* _Direction_
Convert the material below into a JSON list of strings, one string per line, skipping blank lines and leaving out the pictures.

+-------+

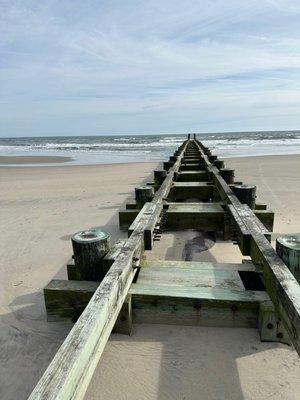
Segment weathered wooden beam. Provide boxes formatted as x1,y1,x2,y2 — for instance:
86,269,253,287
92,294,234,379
193,138,300,354
168,182,214,201
166,203,224,231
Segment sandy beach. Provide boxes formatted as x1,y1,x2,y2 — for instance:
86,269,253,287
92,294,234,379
0,155,300,400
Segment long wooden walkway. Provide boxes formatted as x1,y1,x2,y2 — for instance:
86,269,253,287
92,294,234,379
30,138,300,400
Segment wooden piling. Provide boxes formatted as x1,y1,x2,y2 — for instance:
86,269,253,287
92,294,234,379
72,228,110,281
220,168,234,185
276,234,300,283
135,185,154,205
232,184,256,210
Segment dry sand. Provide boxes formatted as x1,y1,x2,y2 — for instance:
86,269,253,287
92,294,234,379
0,156,300,400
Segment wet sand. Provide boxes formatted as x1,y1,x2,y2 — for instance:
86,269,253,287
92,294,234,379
0,156,300,400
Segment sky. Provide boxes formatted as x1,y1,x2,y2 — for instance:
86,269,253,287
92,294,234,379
0,0,300,137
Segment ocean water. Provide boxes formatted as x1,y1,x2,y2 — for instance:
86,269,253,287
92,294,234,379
0,131,300,165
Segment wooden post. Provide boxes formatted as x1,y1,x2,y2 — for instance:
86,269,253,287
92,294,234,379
135,186,154,205
72,228,110,281
208,154,218,164
154,169,167,185
276,234,300,283
220,168,234,185
214,160,224,170
233,184,256,210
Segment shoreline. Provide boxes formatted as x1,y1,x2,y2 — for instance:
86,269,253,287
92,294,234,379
0,155,300,400
0,153,300,169
0,156,74,165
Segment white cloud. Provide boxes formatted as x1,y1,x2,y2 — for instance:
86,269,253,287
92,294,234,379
0,0,300,136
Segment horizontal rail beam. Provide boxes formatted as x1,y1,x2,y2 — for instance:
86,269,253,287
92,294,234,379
195,140,300,355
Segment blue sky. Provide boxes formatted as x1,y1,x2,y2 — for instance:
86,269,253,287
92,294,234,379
0,0,300,137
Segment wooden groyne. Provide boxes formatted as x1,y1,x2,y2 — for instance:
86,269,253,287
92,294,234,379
30,136,300,400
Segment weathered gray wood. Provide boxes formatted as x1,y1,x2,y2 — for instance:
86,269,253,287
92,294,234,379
258,300,291,344
192,138,300,354
154,169,167,186
220,168,234,184
72,228,110,281
29,139,186,400
135,185,154,205
166,203,224,231
233,184,256,210
276,235,300,283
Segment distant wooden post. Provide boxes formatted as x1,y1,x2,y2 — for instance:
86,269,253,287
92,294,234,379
72,228,110,281
220,168,234,185
276,234,300,283
135,185,154,205
233,184,256,210
208,154,218,164
214,159,224,170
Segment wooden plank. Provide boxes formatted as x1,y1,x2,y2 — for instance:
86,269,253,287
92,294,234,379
166,203,224,231
129,282,269,303
138,266,245,290
193,138,300,355
141,260,256,271
44,279,99,322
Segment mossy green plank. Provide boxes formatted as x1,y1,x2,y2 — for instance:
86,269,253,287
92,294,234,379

+-------+

* _Result for this task_
[
  "Segment weathered wooden beam. Provide boxes formatted as x1,y1,x2,y2 — for instance:",
  "86,269,253,287",
  "92,294,234,379",
  "193,138,300,354",
  "168,182,214,201",
  "166,203,224,231",
  "Segment sandy beach. Provide boxes formatted as x1,y1,x2,y2 — for instance:",
  "86,269,253,287",
  "92,294,234,379",
  "0,155,300,400",
  "Segment long wooden walkway. Provide boxes formatted as x1,y1,x2,y2 — for instance:",
  "86,269,253,287",
  "92,294,234,379",
  "30,138,300,400",
  "Segment wooden piling. Provide boxes formatted as x1,y1,x2,y2 — for instance:",
  "86,269,253,287",
  "92,294,234,379",
  "72,228,110,281",
  "220,168,234,185",
  "276,234,300,283",
  "135,185,154,205",
  "232,184,256,210",
  "Segment dry sand. Provide boxes formatted as x1,y1,x2,y2 — for instance:",
  "86,269,253,287",
  "92,294,234,379",
  "0,156,300,400",
  "Segment wet sand. Provide boxes formatted as x1,y1,x2,y2 — for instance:",
  "86,269,253,287",
  "92,294,234,379",
  "0,156,300,400",
  "Segment sky. Provide boxes formatted as x1,y1,x2,y2 — for instance:",
  "86,269,253,287",
  "92,294,234,379",
  "0,0,300,137",
  "Segment ocean water. Provide boxes formatted as x1,y1,x2,y2 — for instance:",
  "86,269,253,287",
  "92,294,234,379",
  "0,131,300,165",
  "Segment wooden post. Provide boxes formatted as x1,y1,x2,y2 — for instance:",
  "86,269,253,287",
  "92,294,234,379",
  "135,186,154,205",
  "72,228,110,281",
  "208,154,218,164",
  "154,169,167,185",
  "276,234,300,283",
  "220,168,234,185",
  "214,160,224,170",
  "233,184,256,210",
  "Segment shoreline. Provide boxes formatted as x1,y1,x2,y2 — for instance:",
  "86,269,253,287",
  "92,294,234,379",
  "0,155,300,400",
  "0,153,300,169",
  "0,156,74,165",
  "Segment white cloud. Provide boxes formatted as x1,y1,x2,y2 — for instance:",
  "86,269,253,287",
  "92,294,234,379",
  "0,0,300,136",
  "Segment horizontal rail beam. Provide boxes formatted as x1,y1,x2,y2 — for instance:",
  "86,269,253,287",
  "92,294,234,379",
  "195,140,300,355",
  "Segment blue sky. Provide boxes formatted as x1,y1,x2,y2 — for instance:",
  "86,269,253,287",
  "92,294,234,379",
  "0,0,300,137",
  "Segment wooden groyne. Provide boxes formatted as x1,y1,x2,y2 — for instance:",
  "86,269,253,287",
  "92,294,234,379",
  "30,136,300,400",
  "Segment weathered gray wood. Provide boxes formatted as x1,y1,x2,y2 — for instance:",
  "86,269,253,287",
  "92,294,234,379",
  "258,300,291,344",
  "192,138,300,354",
  "154,169,167,186",
  "220,168,234,184",
  "72,228,110,281",
  "29,139,186,400",
  "135,185,154,205",
  "166,203,224,231",
  "233,184,256,210",
  "276,235,300,283",
  "Segment distant wooden post. Provide boxes formatted as x1,y1,x2,y2 — for instance:",
  "86,269,253,287",
  "92,294,234,379",
  "72,228,110,281",
  "220,168,234,185",
  "276,234,300,283",
  "135,185,154,205",
  "233,184,256,210",
  "208,154,218,164",
  "214,159,224,170",
  "Segment wooden plank. Provide boxes formatted as x1,y1,x2,y2 — for instance:",
  "86,269,253,287",
  "92,294,234,379",
  "166,203,224,231",
  "129,282,269,303",
  "138,266,245,290",
  "193,138,300,355",
  "141,260,256,271",
  "44,279,99,322",
  "Segment mossy green plank. Provide boxes formatted as x1,y1,x2,y2 — for instance:",
  "86,269,253,287",
  "92,294,234,379"
]